(Task inputs)
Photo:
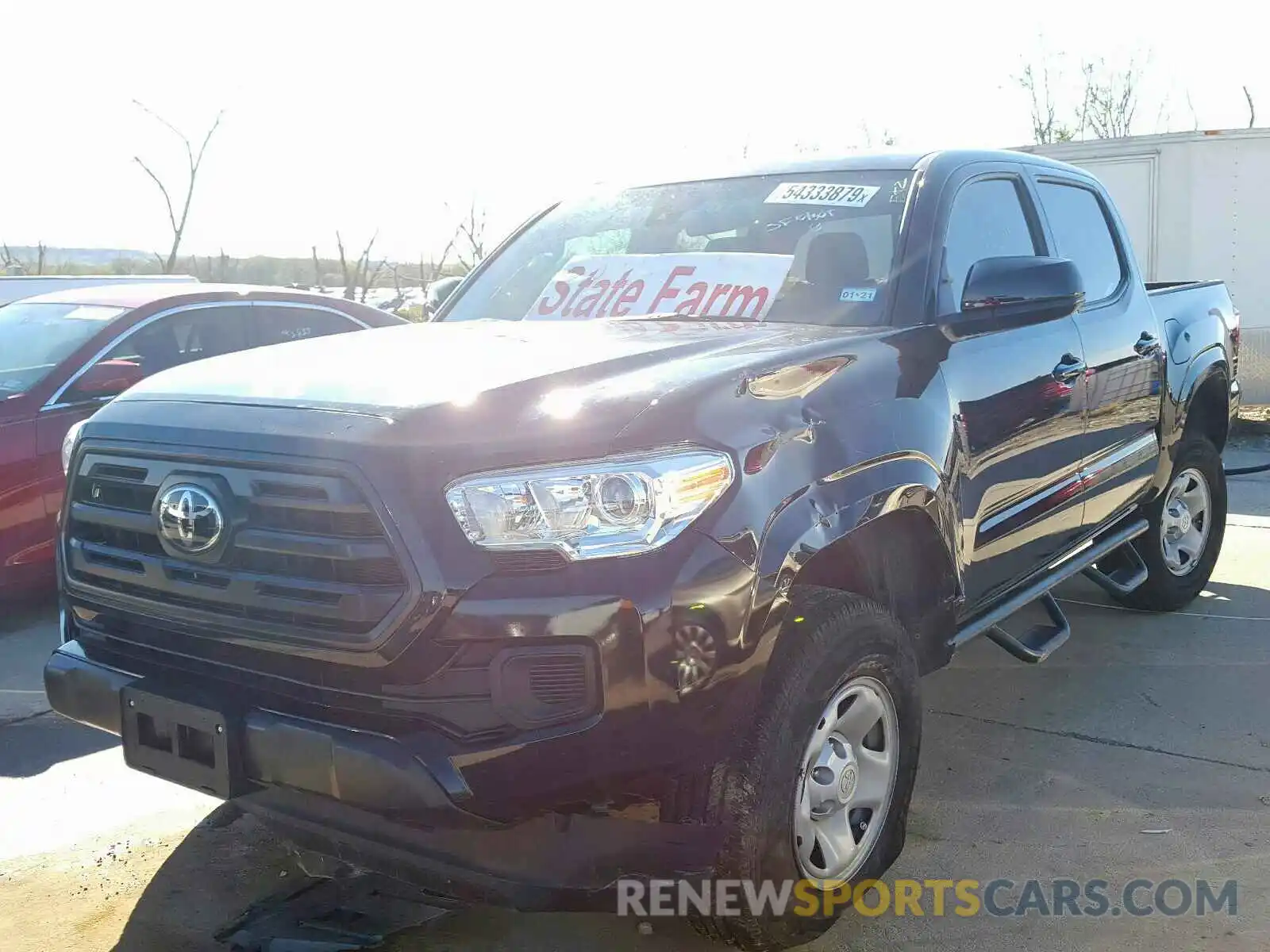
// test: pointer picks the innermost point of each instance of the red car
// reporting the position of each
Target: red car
(65, 355)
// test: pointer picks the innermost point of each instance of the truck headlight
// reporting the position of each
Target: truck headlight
(619, 505)
(69, 442)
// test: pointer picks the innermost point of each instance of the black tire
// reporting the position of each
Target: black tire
(835, 639)
(1164, 590)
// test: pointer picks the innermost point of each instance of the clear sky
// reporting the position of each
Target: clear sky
(372, 116)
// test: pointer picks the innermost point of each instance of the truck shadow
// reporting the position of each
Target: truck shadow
(1026, 771)
(32, 746)
(230, 861)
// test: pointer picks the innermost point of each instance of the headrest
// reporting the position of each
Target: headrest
(837, 258)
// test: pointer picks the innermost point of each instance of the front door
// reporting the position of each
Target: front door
(1122, 348)
(1018, 401)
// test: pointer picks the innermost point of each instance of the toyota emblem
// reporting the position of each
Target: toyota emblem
(190, 520)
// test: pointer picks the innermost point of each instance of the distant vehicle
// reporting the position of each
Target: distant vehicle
(16, 287)
(67, 353)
(End Task inputs)
_Exercise_:
Your copy should hold each line above exactly and no pictures at all.

_Task response_:
Photo:
// test: pointer picks the innermost point of each instance of the red car
// reporting the position of each
Target: red car
(65, 355)
// test: pointer picks the innermost point of each instance of the truck headlight
// reporting the position of each
Target: truck headlight
(619, 505)
(69, 442)
// test: pointer picks the innermost point of each instance of the black tire
// reporting the position of each
Target: black tire
(835, 639)
(1164, 590)
// test: pointer picks the innermost point of each instance of the clear sky
// reporting the position of each
Target: clear sky
(372, 116)
// test: pointer picks the innermost point of each instance of the truck shadow
// reporting the position of each
Target: truck shadow
(1026, 771)
(32, 746)
(230, 861)
// test: pointer picks the innermost point of each instance of the headrest
// reporting the position of each
Target: headrest
(837, 258)
// test: pointer picks the innermost point of each instance of the front door
// reporting the position of each
Target: front door
(1122, 348)
(1018, 401)
// test: pointer picks the innermost point of each instance of the toyota emblem
// reporting the position of each
Target: toyota emblem
(190, 520)
// test: pointer picks the innermost point of each instance of the distant vehicle
// reporting the position of each
Target: distant vehicle
(16, 287)
(67, 353)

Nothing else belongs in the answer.